What is expected: Copy the material below exactly, but only from the line with "Then put one point on each instance of the red" onward, the final line included.

Stored data:

((

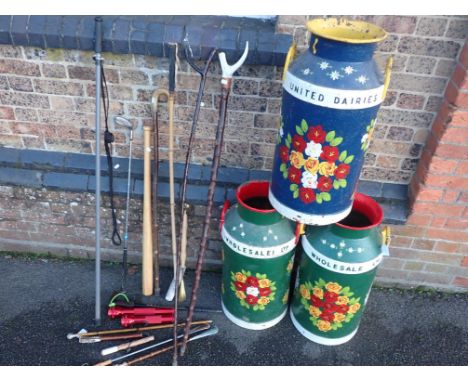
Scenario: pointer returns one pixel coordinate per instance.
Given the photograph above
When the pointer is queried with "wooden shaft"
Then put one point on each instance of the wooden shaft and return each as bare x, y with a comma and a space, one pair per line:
147, 261
142, 329
209, 207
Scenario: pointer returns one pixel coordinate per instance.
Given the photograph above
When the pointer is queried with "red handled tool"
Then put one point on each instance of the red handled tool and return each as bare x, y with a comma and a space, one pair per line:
119, 311
129, 320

))

Result:
Then put one point on each instance of the red handled tool and return each as bare x, y with a comma and a space, one pair per line:
119, 311
129, 320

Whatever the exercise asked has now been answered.